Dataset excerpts
+ + + + +

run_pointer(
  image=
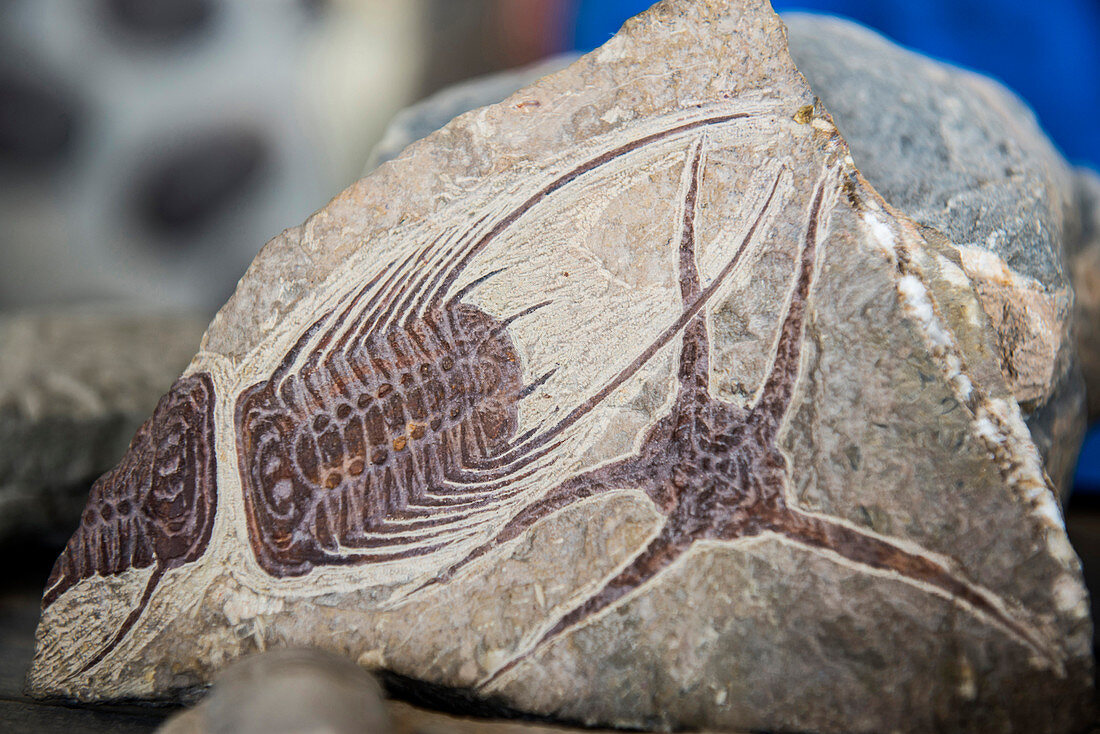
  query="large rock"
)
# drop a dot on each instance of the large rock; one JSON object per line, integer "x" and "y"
{"x": 626, "y": 401}
{"x": 1085, "y": 264}
{"x": 956, "y": 152}
{"x": 74, "y": 386}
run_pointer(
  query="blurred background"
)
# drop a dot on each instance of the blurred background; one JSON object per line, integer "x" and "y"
{"x": 150, "y": 148}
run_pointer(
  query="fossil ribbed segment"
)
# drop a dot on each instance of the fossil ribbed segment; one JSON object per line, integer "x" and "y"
{"x": 338, "y": 459}
{"x": 155, "y": 508}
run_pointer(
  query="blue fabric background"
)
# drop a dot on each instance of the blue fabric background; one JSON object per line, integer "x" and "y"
{"x": 1047, "y": 52}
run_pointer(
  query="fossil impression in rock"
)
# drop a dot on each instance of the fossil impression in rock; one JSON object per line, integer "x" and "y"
{"x": 634, "y": 405}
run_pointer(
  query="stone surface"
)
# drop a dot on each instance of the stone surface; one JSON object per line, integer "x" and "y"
{"x": 74, "y": 386}
{"x": 288, "y": 691}
{"x": 1085, "y": 265}
{"x": 956, "y": 152}
{"x": 625, "y": 402}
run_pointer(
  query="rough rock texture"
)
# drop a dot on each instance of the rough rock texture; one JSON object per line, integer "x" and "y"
{"x": 954, "y": 151}
{"x": 74, "y": 385}
{"x": 626, "y": 402}
{"x": 960, "y": 153}
{"x": 1085, "y": 265}
{"x": 306, "y": 690}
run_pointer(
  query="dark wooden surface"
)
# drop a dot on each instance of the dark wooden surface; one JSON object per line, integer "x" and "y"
{"x": 26, "y": 565}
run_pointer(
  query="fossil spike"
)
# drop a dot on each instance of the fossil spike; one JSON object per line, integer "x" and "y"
{"x": 626, "y": 401}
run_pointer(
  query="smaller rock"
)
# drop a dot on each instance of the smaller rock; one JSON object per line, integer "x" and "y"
{"x": 288, "y": 691}
{"x": 431, "y": 113}
{"x": 75, "y": 384}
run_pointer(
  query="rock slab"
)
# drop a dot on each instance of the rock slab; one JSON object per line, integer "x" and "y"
{"x": 74, "y": 386}
{"x": 626, "y": 402}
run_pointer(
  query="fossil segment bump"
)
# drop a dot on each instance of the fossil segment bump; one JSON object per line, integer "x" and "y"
{"x": 616, "y": 402}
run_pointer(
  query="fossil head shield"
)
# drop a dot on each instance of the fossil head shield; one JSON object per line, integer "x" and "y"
{"x": 627, "y": 383}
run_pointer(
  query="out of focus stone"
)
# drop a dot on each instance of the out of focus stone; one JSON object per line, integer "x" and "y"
{"x": 956, "y": 152}
{"x": 288, "y": 691}
{"x": 627, "y": 401}
{"x": 74, "y": 386}
{"x": 431, "y": 113}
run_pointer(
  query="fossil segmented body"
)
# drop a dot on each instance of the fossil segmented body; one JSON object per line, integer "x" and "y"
{"x": 391, "y": 427}
{"x": 156, "y": 508}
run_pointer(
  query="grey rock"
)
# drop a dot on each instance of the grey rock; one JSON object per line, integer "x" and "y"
{"x": 1084, "y": 252}
{"x": 74, "y": 386}
{"x": 958, "y": 152}
{"x": 955, "y": 151}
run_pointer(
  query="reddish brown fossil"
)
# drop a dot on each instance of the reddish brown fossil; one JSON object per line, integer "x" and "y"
{"x": 386, "y": 438}
{"x": 155, "y": 508}
{"x": 714, "y": 469}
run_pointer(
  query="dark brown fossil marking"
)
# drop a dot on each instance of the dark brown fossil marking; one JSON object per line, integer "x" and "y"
{"x": 155, "y": 508}
{"x": 398, "y": 429}
{"x": 714, "y": 470}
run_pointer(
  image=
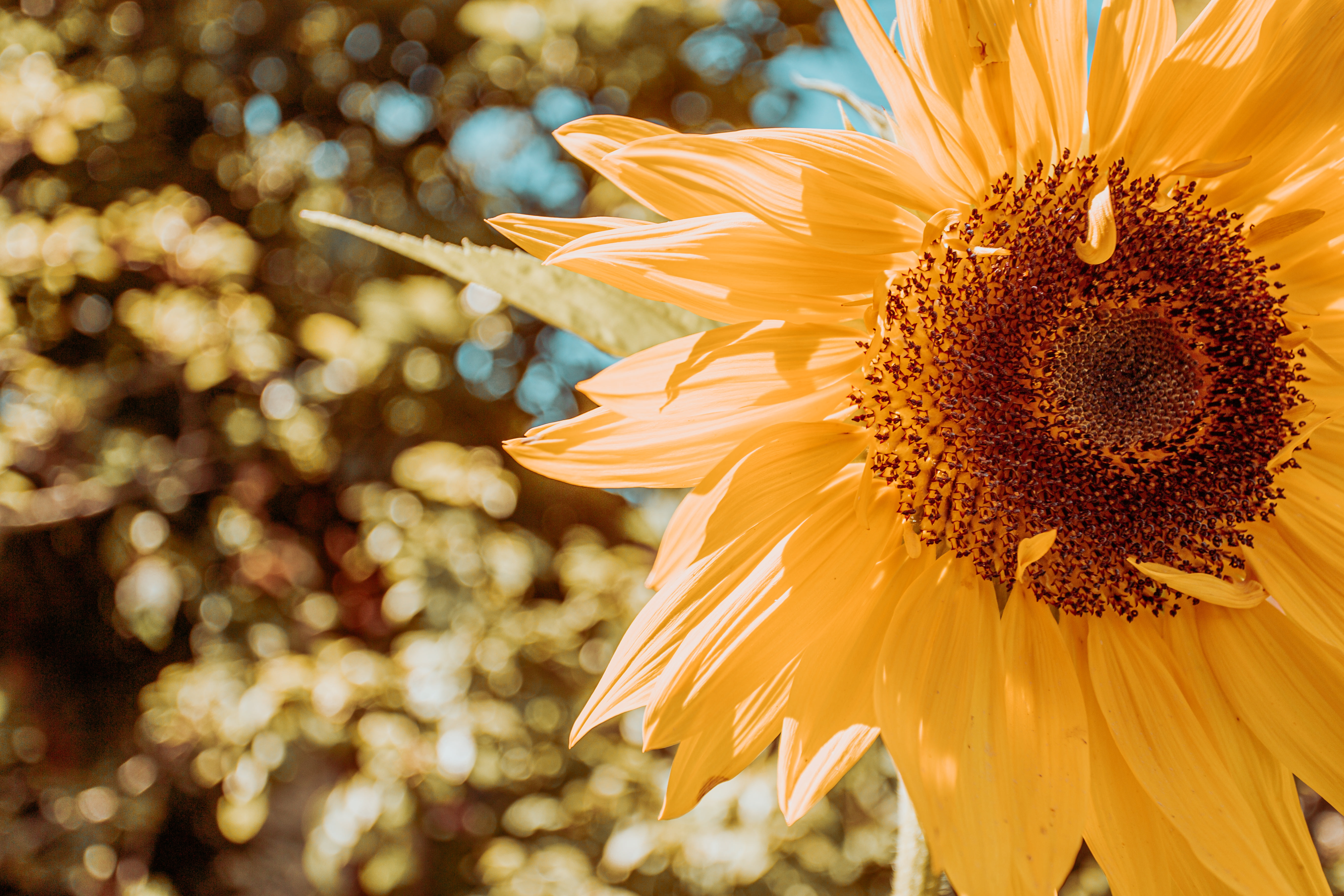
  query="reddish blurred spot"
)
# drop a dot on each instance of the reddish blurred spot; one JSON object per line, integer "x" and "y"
{"x": 338, "y": 541}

+ + + + +

PROMPT
Would you output all of the entries above exactly, keeping the pictures out?

RESPONSE BOX
run_pointer(
  image=
  query="large rock"
)
# drop a dot on each instance of the large rock; one JSON object per line, integer "x" and "y"
{"x": 626, "y": 401}
{"x": 1085, "y": 264}
{"x": 956, "y": 152}
{"x": 74, "y": 386}
run_pointer(
  query="blurred background"
)
# drop a dot on each instance of the blurred background; one JSON object per line, integer "x" and "y"
{"x": 150, "y": 148}
run_pointer(
  query="fossil ribbed segment"
)
# drop a dot on each instance of the fossil ribbed segment; one JSON object per line, integer "x" and "y"
{"x": 338, "y": 459}
{"x": 155, "y": 508}
run_pointer(
  query="blue fabric background"
)
# drop a dot on each instance of the blue fabric background; one JSON object per line, integer "x" and "y"
{"x": 1047, "y": 52}
run_pointer(
  query="fossil impression in rock"
)
# drop a dot on each instance of the fossil impression in rock; one JSON object per line, integer "x" and "y"
{"x": 634, "y": 405}
run_pointer(
  query="stone surface"
)
# drop a dot on each instance of the stone surface; one JSON object per line, integer "x" and "y"
{"x": 74, "y": 386}
{"x": 288, "y": 691}
{"x": 1085, "y": 265}
{"x": 956, "y": 152}
{"x": 625, "y": 402}
run_pointer(
  query="rough rock texture"
)
# drop a dot on each instance of the rough rock texture; one JSON object per line, integer "x" and "y"
{"x": 954, "y": 151}
{"x": 74, "y": 385}
{"x": 626, "y": 402}
{"x": 960, "y": 153}
{"x": 1085, "y": 265}
{"x": 306, "y": 690}
run_pointer(
  query="dark wooden surface"
)
# drop a dot on each instance of the dark wooden surface; one JSON object per line, integer "x" and "y"
{"x": 26, "y": 565}
run_pointer(
  query="fossil spike"
)
# drop a dot on each instance of the fossil spike; one JSON object per line, integer "x" and "y"
{"x": 626, "y": 401}
run_pointer(
  query="smaller rock"
)
# drop a dot on each instance of the smaller rock; one JSON object per line, integer "x" and "y"
{"x": 288, "y": 691}
{"x": 431, "y": 113}
{"x": 75, "y": 384}
run_pointer(
  query="rock slab"
)
# drop a dot on each instance of the rock slab; one JSON object per line, integer "x" and "y"
{"x": 74, "y": 386}
{"x": 626, "y": 402}
run_pointer(
  query="fossil segment bump"
)
# drop a dot on each instance of the fossil segment bump; one JSON object per line, integer "x" and "y"
{"x": 616, "y": 402}
run_pointer(
  query="fossil head shield"
)
# drop a dot on each instance of the fossil head shield; one JSON object per line, integer "x" and "y"
{"x": 627, "y": 383}
run_pointer(
  query="out of focus stone"
)
# drop a dot on each instance of the out of focus stone; one JSON object per line, integer "x" and "y"
{"x": 956, "y": 152}
{"x": 288, "y": 691}
{"x": 627, "y": 401}
{"x": 74, "y": 386}
{"x": 431, "y": 113}
run_pointer(
  query="fossil segmented body"
)
# drop a dot on each instance of the fossil segmented body; one JSON object per line, integer "x" and "y"
{"x": 391, "y": 427}
{"x": 156, "y": 508}
run_pointer(
  query="grey rock"
)
# drop a dot on each instance of the grey rock; one JSON object per line, integer "x" and "y"
{"x": 1084, "y": 252}
{"x": 74, "y": 386}
{"x": 958, "y": 152}
{"x": 955, "y": 151}
run_pointer(
  query="reddish brown fossil"
)
# drop a dot on each instance of the reddish brown fossil; one JSON object per line, integer "x" and "y"
{"x": 386, "y": 438}
{"x": 155, "y": 508}
{"x": 714, "y": 469}
run_pointer(
  query="dark brown fossil marking"
)
# drop a dot on each instance of the dark brown fossil marking; one JSON object per line, integer "x" and "y"
{"x": 155, "y": 508}
{"x": 398, "y": 429}
{"x": 714, "y": 470}
run_pointer(
  image=
  query="reddish blurred spot"
)
# drop a dot on each instance of the reddish blurred spot; one JSON object per line, integer "x" and "y"
{"x": 338, "y": 541}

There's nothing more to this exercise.